◆ **Given task**
Please write out the records word for word, starting at their first line and ending at the line that contains "column 174, row 300", with both of those lines included. Leave the pictures out of your copy.

◆ **Information provided**
■ ■ ■ ■ ■
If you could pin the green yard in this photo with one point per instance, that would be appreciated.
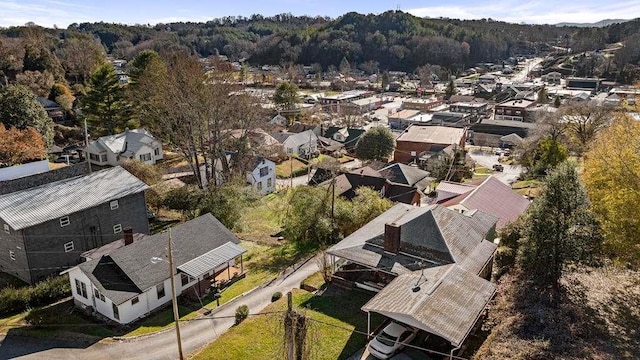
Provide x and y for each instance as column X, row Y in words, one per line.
column 261, row 336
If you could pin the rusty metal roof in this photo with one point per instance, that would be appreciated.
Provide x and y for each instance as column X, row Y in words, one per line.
column 33, row 206
column 493, row 197
column 445, row 301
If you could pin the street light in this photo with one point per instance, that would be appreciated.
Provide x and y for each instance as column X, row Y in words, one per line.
column 174, row 300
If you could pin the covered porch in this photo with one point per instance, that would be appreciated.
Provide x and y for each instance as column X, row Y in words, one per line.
column 219, row 268
column 446, row 302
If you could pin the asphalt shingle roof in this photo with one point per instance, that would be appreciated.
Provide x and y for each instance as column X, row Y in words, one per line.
column 447, row 302
column 128, row 271
column 404, row 174
column 434, row 234
column 33, row 206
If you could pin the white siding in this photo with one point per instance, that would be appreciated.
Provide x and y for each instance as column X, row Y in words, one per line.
column 77, row 274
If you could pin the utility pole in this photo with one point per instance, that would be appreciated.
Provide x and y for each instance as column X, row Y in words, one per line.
column 176, row 315
column 86, row 145
column 291, row 170
column 289, row 327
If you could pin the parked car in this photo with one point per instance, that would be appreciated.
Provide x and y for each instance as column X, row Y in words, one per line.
column 391, row 339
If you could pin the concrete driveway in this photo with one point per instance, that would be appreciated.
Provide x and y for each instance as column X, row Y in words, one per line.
column 488, row 159
column 195, row 334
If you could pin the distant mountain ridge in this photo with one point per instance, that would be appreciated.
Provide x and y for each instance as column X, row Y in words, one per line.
column 601, row 23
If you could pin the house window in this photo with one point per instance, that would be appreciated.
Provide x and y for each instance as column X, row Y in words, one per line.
column 160, row 291
column 185, row 279
column 64, row 221
column 68, row 246
column 116, row 313
column 81, row 289
column 98, row 294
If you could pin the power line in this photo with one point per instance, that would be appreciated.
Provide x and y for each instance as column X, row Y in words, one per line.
column 181, row 320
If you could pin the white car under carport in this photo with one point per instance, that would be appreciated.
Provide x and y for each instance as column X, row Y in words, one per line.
column 391, row 339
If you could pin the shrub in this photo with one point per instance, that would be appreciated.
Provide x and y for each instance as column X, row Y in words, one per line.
column 276, row 296
column 15, row 300
column 242, row 312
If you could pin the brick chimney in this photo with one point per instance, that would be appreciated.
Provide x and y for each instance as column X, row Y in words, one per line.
column 392, row 238
column 128, row 236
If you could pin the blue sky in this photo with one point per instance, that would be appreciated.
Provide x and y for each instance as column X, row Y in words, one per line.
column 64, row 12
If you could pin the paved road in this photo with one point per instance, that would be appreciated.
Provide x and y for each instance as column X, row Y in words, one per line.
column 510, row 173
column 195, row 334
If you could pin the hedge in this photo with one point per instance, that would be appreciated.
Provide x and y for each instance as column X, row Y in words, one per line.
column 16, row 300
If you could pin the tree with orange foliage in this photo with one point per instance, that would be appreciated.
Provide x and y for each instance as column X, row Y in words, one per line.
column 20, row 146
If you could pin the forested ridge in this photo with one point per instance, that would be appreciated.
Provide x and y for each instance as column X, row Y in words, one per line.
column 393, row 40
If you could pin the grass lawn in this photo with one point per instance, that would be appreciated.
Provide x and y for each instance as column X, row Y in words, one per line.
column 55, row 166
column 482, row 171
column 287, row 167
column 314, row 280
column 264, row 219
column 260, row 337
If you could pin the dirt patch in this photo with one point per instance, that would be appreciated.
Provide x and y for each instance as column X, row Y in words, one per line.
column 597, row 317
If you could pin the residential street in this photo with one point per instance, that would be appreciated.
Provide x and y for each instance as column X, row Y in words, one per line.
column 195, row 334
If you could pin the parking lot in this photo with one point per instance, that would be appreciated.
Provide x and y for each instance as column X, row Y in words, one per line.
column 487, row 159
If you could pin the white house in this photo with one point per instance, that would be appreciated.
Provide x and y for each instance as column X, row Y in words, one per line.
column 259, row 172
column 124, row 284
column 262, row 175
column 136, row 144
column 279, row 120
column 300, row 144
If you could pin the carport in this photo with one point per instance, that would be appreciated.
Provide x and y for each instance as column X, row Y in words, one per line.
column 445, row 301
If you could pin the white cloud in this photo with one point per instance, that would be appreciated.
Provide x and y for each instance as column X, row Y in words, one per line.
column 45, row 13
column 536, row 12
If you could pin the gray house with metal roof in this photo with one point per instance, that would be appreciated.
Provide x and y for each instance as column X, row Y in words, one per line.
column 45, row 228
column 124, row 284
column 427, row 265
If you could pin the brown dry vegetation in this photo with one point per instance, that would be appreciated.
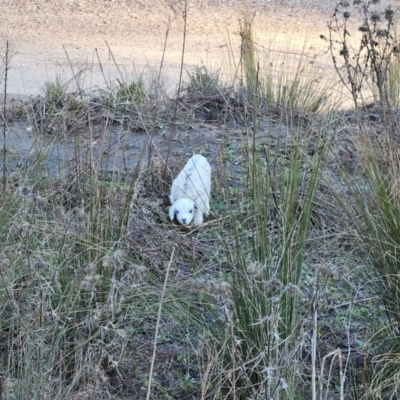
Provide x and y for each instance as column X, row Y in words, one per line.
column 275, row 296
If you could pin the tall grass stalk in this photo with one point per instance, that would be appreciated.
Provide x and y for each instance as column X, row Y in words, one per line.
column 373, row 208
column 267, row 262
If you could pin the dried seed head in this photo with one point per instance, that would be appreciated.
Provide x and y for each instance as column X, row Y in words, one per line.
column 80, row 214
column 375, row 17
column 39, row 264
column 292, row 290
column 90, row 268
column 341, row 271
column 40, row 200
column 389, row 14
column 254, row 268
column 15, row 177
column 118, row 254
column 382, row 33
column 273, row 285
column 59, row 211
column 344, row 52
column 200, row 283
column 224, row 287
column 137, row 271
column 325, row 271
column 108, row 262
column 25, row 191
column 4, row 262
column 87, row 284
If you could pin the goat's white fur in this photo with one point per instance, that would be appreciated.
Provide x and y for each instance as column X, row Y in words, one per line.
column 190, row 192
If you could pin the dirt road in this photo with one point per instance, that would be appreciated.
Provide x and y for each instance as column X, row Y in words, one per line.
column 74, row 37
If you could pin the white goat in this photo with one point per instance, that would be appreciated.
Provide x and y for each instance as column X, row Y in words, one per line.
column 190, row 192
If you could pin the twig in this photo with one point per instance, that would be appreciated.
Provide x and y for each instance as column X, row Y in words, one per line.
column 158, row 325
column 6, row 67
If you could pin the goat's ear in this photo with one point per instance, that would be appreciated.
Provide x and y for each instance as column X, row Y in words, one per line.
column 172, row 213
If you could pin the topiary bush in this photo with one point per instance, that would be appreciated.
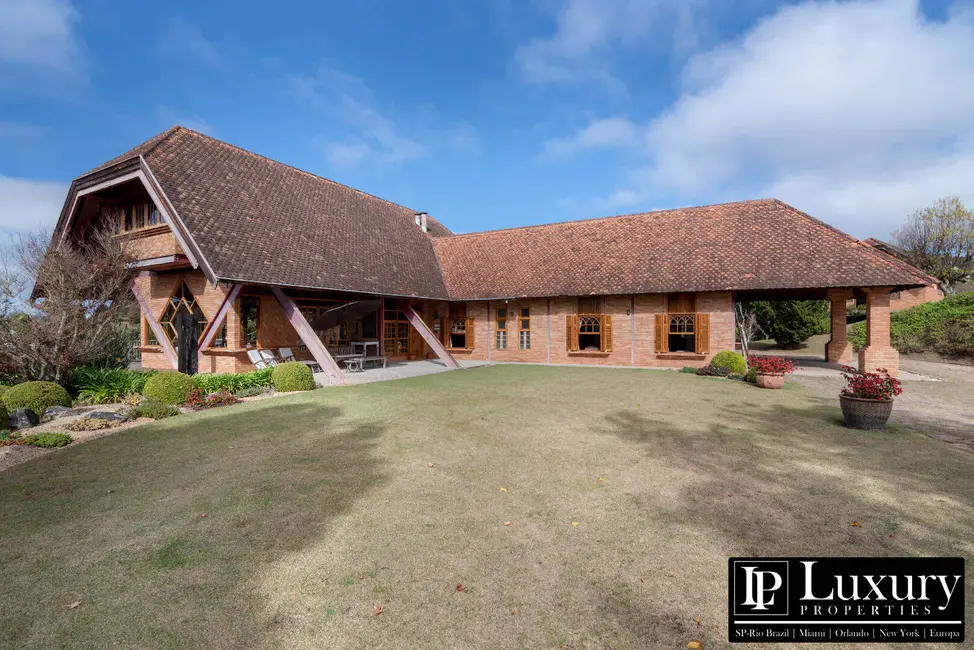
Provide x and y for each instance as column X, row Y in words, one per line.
column 292, row 376
column 38, row 396
column 168, row 387
column 153, row 410
column 730, row 361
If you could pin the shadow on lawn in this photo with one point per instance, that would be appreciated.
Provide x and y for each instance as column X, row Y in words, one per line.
column 151, row 569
■ ■ ■ ■ ■
◆ **Answer for the task**
If you could pin the green yard in this photo with one point per instance, that would be appreciated.
Provide x and y for each instance as column X, row Y in words, one per line.
column 261, row 336
If you could pin the rusty metal roof in this photo with one point per instance, that would be appreciated.
Provide x and y for each instance as column X, row Y in words, one per line.
column 33, row 206
column 493, row 197
column 445, row 301
If you could pin the street light in this photo with one point per instance, that would be appreciated.
Provide x and y for each instance as column X, row Y in words, one per line.
column 174, row 300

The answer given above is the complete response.